> [TASK OBJECTIVE]
Recast the listing, starting at its first line and ending at the line containing "[308,67,319,83]", as a two-column CSV with the headers request and reply. Give one row per request, with its text and its answer each in one quoted field and line breaks replaced by spaces.

> [EXTRACTED MATERIAL]
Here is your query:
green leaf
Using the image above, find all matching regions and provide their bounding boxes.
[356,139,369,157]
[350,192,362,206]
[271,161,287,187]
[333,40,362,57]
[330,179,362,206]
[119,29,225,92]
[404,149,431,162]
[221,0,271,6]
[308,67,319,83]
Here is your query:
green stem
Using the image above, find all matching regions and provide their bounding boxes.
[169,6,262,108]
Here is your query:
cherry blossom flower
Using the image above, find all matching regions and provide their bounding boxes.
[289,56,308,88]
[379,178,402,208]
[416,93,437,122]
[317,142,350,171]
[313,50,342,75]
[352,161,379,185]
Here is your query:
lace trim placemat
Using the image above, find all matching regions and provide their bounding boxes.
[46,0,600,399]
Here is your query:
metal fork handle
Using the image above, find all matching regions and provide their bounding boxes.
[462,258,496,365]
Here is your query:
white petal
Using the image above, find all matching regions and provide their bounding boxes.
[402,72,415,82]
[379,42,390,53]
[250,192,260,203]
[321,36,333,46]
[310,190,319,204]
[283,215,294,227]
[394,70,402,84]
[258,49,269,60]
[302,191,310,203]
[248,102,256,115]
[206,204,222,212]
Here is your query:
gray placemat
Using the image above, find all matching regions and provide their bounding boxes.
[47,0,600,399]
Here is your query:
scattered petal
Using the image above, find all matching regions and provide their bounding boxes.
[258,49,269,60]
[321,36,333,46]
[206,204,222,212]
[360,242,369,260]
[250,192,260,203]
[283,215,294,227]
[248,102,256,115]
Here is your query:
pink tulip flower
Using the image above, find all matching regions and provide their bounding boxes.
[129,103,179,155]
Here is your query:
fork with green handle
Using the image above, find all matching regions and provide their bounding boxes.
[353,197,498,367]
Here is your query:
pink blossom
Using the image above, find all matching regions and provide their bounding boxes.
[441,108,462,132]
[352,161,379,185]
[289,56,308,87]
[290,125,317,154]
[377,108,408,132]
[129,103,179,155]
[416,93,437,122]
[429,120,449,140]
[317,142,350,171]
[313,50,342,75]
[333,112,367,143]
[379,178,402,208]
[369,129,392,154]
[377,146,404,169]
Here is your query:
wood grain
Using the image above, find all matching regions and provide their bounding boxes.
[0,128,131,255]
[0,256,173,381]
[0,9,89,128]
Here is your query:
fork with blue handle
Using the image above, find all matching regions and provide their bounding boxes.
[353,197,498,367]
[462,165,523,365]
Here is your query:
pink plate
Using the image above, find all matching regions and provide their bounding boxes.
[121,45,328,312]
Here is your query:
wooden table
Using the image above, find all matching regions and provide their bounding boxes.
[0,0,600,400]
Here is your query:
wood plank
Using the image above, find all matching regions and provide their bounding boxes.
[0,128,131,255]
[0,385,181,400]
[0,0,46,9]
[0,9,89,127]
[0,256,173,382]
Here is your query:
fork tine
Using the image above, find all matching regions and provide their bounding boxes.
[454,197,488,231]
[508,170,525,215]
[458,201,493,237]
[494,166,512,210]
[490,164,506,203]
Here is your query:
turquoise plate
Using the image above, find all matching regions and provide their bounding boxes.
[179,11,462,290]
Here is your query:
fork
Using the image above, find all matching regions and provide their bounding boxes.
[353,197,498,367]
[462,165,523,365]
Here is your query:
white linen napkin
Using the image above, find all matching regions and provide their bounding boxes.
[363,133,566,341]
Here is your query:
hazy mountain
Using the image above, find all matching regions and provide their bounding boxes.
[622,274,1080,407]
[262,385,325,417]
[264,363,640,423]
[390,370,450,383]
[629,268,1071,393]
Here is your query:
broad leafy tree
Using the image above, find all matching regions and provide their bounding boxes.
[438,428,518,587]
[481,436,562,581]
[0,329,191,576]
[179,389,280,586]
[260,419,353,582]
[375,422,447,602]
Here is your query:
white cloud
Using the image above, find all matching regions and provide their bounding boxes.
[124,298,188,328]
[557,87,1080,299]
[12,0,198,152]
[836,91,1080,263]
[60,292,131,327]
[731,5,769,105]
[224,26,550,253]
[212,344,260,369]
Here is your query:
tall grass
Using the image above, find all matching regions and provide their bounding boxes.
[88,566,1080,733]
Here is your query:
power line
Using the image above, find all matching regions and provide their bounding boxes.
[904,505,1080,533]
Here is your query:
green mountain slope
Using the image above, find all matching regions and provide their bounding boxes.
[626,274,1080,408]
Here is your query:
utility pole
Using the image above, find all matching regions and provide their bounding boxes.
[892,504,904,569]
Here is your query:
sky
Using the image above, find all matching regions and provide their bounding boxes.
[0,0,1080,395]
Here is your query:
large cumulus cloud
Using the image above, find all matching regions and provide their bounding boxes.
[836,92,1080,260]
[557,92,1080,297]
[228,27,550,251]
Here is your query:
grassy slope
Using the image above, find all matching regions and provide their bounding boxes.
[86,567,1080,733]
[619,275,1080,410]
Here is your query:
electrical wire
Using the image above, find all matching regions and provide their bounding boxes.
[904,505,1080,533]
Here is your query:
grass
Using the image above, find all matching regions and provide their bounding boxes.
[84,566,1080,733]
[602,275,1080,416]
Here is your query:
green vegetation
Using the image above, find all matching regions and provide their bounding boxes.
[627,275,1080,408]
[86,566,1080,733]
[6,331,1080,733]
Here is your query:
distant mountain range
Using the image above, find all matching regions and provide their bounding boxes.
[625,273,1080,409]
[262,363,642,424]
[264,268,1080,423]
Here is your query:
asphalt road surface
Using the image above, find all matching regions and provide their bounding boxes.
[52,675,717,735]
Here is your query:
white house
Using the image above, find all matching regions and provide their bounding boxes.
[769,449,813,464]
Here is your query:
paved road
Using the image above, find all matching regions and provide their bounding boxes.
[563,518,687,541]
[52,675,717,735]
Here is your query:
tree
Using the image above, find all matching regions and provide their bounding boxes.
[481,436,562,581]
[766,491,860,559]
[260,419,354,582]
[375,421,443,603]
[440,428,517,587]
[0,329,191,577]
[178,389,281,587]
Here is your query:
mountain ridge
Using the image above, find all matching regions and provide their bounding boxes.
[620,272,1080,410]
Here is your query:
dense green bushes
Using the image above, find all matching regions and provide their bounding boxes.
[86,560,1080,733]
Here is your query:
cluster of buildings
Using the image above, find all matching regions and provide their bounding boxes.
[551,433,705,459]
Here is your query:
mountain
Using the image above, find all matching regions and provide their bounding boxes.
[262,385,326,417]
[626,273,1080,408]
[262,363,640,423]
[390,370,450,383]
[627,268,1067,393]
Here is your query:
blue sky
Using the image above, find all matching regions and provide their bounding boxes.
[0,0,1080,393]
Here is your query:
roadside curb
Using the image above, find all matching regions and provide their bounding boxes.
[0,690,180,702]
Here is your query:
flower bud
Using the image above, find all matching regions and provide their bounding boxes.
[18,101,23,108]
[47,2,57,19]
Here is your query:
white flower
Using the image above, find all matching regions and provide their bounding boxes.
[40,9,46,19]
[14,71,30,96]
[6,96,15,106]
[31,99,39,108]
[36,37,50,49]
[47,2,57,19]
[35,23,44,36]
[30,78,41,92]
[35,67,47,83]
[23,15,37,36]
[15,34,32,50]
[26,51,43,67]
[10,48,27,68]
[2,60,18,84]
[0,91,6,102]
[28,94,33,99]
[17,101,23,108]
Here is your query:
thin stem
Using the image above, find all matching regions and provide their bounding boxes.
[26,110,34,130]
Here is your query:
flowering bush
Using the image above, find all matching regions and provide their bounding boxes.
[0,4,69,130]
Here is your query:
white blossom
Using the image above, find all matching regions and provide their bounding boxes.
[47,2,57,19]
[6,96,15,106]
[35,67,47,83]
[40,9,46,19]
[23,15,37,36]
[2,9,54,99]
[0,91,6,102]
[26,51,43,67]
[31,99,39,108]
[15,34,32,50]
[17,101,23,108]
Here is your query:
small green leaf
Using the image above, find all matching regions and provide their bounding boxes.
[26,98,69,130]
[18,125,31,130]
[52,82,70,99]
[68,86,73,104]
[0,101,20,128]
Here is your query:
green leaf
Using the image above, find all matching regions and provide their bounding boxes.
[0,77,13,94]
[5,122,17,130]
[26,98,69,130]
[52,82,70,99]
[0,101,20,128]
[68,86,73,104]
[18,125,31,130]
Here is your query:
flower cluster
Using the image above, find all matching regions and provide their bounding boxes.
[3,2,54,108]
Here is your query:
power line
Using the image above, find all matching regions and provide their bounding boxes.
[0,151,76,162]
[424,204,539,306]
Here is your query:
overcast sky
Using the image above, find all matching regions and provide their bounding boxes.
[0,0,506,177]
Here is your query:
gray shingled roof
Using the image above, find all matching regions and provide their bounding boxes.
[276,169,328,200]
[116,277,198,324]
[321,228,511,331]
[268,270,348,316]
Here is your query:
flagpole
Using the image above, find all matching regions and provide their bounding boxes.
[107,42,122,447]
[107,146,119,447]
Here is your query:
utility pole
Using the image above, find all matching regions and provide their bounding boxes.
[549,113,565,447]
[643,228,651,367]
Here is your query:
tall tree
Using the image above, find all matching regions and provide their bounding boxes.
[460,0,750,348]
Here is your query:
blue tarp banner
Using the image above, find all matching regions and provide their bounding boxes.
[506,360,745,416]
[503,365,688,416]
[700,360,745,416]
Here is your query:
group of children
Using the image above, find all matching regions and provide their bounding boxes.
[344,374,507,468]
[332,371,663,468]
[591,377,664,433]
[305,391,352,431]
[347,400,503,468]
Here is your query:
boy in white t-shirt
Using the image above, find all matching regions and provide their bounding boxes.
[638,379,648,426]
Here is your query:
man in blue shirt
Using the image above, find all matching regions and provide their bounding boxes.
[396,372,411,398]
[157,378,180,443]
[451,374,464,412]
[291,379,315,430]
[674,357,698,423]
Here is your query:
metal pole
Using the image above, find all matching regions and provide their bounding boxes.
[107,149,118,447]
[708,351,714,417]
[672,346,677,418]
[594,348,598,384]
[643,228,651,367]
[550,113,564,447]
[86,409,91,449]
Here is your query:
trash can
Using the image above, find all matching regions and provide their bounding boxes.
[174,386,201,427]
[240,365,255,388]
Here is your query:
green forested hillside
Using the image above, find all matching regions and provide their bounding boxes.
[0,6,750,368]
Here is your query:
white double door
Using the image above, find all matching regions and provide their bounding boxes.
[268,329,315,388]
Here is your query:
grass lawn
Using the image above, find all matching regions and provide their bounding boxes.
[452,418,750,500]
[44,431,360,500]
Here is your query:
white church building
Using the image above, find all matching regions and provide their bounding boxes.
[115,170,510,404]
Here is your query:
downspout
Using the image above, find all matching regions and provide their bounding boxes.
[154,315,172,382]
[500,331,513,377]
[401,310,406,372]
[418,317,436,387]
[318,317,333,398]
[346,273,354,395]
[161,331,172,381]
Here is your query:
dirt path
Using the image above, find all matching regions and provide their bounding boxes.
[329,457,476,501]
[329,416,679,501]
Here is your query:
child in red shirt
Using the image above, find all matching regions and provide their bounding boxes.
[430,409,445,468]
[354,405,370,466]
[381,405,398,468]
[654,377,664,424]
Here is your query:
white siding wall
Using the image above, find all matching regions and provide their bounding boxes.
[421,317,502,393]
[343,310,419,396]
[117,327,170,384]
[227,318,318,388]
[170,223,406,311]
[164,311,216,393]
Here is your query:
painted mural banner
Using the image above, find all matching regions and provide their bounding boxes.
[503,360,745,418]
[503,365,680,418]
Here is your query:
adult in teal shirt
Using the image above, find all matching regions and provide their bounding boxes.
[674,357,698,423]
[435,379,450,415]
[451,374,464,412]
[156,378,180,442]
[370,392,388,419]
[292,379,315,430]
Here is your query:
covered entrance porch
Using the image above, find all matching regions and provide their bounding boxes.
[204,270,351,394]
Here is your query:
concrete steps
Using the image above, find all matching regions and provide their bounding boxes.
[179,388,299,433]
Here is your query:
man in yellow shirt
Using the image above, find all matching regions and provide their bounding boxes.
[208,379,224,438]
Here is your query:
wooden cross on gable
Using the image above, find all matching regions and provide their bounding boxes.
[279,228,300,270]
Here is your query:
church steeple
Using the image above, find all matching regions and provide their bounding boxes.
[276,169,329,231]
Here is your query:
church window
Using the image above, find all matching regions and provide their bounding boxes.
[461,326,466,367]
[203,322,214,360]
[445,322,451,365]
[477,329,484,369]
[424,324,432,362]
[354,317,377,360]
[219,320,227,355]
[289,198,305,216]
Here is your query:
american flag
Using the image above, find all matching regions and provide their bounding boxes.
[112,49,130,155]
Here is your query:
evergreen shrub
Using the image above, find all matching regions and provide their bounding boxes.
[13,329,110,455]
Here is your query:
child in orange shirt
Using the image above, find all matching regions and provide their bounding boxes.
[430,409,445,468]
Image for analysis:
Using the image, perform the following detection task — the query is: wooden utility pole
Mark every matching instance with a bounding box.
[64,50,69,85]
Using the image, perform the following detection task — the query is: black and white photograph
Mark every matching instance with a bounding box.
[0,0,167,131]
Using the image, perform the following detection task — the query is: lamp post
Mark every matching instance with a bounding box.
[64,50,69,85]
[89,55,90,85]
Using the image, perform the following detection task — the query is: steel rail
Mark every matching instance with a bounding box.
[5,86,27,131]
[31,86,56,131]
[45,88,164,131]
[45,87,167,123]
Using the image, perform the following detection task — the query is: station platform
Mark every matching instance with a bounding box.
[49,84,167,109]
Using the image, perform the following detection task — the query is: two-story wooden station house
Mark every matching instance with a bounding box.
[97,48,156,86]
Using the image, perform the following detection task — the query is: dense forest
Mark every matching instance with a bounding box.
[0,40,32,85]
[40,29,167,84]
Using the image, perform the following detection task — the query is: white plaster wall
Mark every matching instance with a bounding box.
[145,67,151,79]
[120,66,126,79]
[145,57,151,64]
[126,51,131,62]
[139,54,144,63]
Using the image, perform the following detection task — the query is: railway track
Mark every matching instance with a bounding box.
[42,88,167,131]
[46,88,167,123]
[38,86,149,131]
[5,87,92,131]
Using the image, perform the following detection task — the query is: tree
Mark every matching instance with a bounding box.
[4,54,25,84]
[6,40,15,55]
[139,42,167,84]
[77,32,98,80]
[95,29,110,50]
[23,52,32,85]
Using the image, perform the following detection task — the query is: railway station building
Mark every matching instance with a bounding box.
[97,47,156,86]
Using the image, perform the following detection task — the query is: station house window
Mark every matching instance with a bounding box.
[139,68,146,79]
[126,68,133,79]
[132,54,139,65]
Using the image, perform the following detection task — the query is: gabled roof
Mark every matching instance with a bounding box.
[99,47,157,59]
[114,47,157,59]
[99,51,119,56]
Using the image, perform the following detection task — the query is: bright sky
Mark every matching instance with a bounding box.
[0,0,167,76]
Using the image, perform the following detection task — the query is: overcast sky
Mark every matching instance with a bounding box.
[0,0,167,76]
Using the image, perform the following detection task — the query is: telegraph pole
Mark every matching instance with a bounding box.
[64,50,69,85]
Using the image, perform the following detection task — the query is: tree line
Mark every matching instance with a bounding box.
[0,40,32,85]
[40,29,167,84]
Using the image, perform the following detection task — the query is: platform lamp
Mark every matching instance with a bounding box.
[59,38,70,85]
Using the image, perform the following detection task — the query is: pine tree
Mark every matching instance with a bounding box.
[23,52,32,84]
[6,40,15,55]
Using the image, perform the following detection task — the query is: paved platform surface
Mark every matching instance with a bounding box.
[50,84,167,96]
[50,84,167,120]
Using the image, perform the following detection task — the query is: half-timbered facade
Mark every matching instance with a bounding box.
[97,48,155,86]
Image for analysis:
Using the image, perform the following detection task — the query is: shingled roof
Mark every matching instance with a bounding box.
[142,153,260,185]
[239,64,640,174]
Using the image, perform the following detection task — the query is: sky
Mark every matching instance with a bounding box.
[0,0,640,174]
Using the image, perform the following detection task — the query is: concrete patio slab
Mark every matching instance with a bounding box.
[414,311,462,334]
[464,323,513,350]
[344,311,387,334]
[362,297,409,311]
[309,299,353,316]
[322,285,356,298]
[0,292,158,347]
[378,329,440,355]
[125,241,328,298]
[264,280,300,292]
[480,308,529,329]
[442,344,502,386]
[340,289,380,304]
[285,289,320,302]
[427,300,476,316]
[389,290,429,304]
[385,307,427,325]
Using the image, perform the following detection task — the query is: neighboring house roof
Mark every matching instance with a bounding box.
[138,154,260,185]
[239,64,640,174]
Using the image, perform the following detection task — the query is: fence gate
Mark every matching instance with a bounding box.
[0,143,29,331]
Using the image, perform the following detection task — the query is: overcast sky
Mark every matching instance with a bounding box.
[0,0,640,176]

> [EXERCISE SOLUTION]
request,reply
"Here is your query: green leaf Using the image above, find all matching regions and provide their bounding boxes.","[356,139,369,157] [350,192,362,206] [271,161,287,187] [333,40,362,57] [330,179,362,206] [119,29,225,92] [404,149,431,162] [221,0,271,6] [308,67,319,83]"